Groening: We have always been working on the show. We don't take vacations, we work on the show all year round. We do 24 episodes a year about, and it takes six to eight months to do a single episode. You can add that up; it's a lot of work. Finally, finally we said we are coming up on our 20th year of existence with The Simpsons since 1987, 400th episode. We should have a movie out.

How do you even begin the transition from small to big screen?
We thought about what we wanted to put in the movie that we couldn't show on television, like Bart naked. And we argued over every joke. Every single scene in the movie received an incredible amount of attention, and because we didn't have a strict deadline to begin with, it took a long time to write the script. For instance, the scene with Homer on the roof with Bart, it was my contention that if you put Homer on the roof, by the end of the scene he must fall off the roof. He just had to do that. And I think everybody expected that. But the way it happened, going through the roof, was a surprise. That's the kind of stupid, slight gag that we are very proud of.

Did you call everyone who had worked on the show to be part of writing the script? What about Conan O'Brien?
Conan was busy, but yes, it was a Simpsons all-star team. It was some of the best writers who have ever written for the show, all together in a very small room, at a table just sitting round eating cold pizza until the wee hours and coming up with ideas. One of the writers, John Swartzwelder, has written more episodes than anyone else, he has written 49. And Al Jean, by the way, continued to be a show runner for The Simpsons the whole time. He had to run back and forth between the show and the movie while the rest of us just worked on the movie.

> _TASKS TO CARRY OUT_:
1. Translate this sentence from the Simpsons interview into Spanish: "We don't take vacations, we work on the show all year round."
2. Transcribe the part of the Simpsons interview that opens with the words containing "How do you even" and closes with "about Conan O'Brien?".
The data has no connection to the Simpsons interview.

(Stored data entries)
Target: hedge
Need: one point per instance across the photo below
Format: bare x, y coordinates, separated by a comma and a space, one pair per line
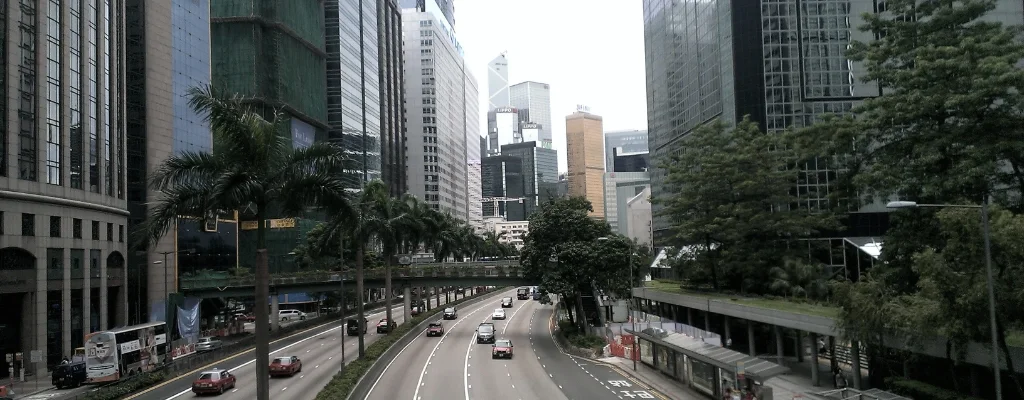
125, 388
921, 391
343, 383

> _THE SOLUTIONS_:
1. No nos tomamos vacaciones, trabajamos en el programa todo el año.

2.
How do you even begin the transition from small to big screen?
We thought about what we wanted to put in the movie that we couldn't show on television, like Bart naked. And we argued over every joke. Every single scene in the movie received an incredible amount of attention, and because we didn't have a strict deadline to begin with, it took a long time to write the script. For instance, the scene with Homer on the roof with Bart, it was my contention that if you put Homer on the roof, by the end of the scene he must fall off the roof. He just had to do that. And I think everybody expected that. But the way it happened, going through the roof, was a surprise. That's the kind of stupid, slight gag that we are very proud of.

Did you call everyone who had worked on the show to be part of writing the script? What about Conan O'Brien?